┌─ Provided records

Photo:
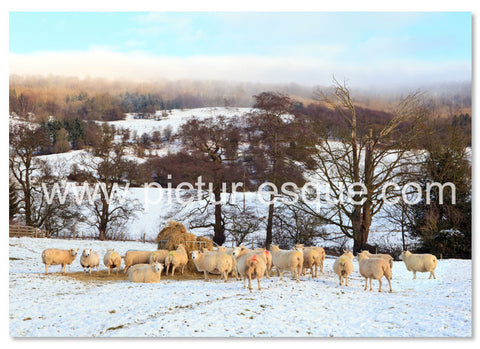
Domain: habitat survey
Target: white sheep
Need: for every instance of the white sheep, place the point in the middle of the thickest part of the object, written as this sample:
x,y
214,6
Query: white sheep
x,y
422,263
89,259
55,256
136,257
311,259
375,268
146,273
229,251
343,266
367,254
290,260
213,263
249,265
267,258
158,256
112,260
176,259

└─

* Work to complete
Can you retype every line of the material above word for word, leaving the pictures out of your answer?

* Exercise result
Photo:
Domain: habitat survey
Target: white sheep
Need: for every instance of the white sheep, place the point in the middle of the thickest part of the object, written as this sample:
x,y
214,6
Query: white sheep
x,y
422,263
89,259
55,256
136,257
311,259
375,268
146,273
229,251
343,266
367,254
290,260
213,263
249,265
267,258
158,256
112,260
176,259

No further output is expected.